EXTRAIT DU DOCUMENT →
━━━━━━━━━━━━━━━━━━━━

L’adolescence est une étape du développement psycho-affectif de l’individu, une période de construction de l’identité propre, en rupture avec les injonctions parentales. La crise de l’adolescence est normale, nécessaire mais parfois un mal-être profond se manifeste à bas bruits ou de façon manifeste, intempestive.
Les parents doivent prêter attention à certains comportements à risque qui sont une expression de la souffrance de l’adolescent qui ne trouve pas, comme on dit en psychanalyse, « les mots pour le dire ».
Automutilation, repli sur soi, isolement, impulsivité répétitive à la moindre frustation, remarque, jugement. Le fait aussi de trop dormir ou pas assez, de la boulimie ou anorexie, des addictions diverses ( drogues, écrans, trop de sports…), l’apparition de phobies (phobie scolaire, sociale), des Tocs (troubles obsessionnels compulsifs)…etc
L’adolescent peut faire parfois des TS- des tentatives de suicide- qui sont en elles-mêmes des appels au secours…qu’on n’entend pas!
Ou bien il ou elle peut menacer ouvertement de se suicider…et le faire.
Comme je le disais plus haut, un geste, une parole, une écoute véritable sans jugements, ni injonctions, ni moralisation peuvent déjà rassurer l’adolescent.

━━━━━━━━━━━━━━━━━━━━

MATÉRIEL RÉPERTORIÉ →

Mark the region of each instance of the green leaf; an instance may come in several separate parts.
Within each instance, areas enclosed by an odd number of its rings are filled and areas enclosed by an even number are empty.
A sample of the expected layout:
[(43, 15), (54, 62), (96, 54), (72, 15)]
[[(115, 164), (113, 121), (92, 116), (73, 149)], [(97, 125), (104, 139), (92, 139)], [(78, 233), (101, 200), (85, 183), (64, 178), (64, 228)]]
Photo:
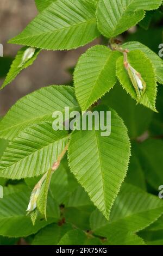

━━━━━━━━━━━━━━━━━━━━

TRAVAIL DEMANDÉ → Reproduisez à l'identique le passage du texte sur l'adolescence qui s'ouvre sur les mots contenant « Les parents doivent » et se clôt sur « secours…qu’on n’entend pas! ».

RÉPONSE →
Les parents doivent prêter attention à certains comportements à risque qui sont une expression de la souffrance de l’adolescent qui ne trouve pas, comme on dit en psychanalyse, « les mots pour le dire ».
Automutilation, repli sur soi, isolement, impulsivité répétitive à la moindre frustation, remarque, jugement. Le fait aussi de trop dormir ou pas assez, de la boulimie ou anorexie, des addictions diverses ( drogues, écrans, trop de sports…), l’apparition de phobies (phobie scolaire, sociale), des Tocs (troubles obsessionnels compulsifs)…etc
L’adolescent peut faire parfois des TS- des tentatives de suicide- qui sont en elles-mêmes des appels au secours…qu’on n’entend pas!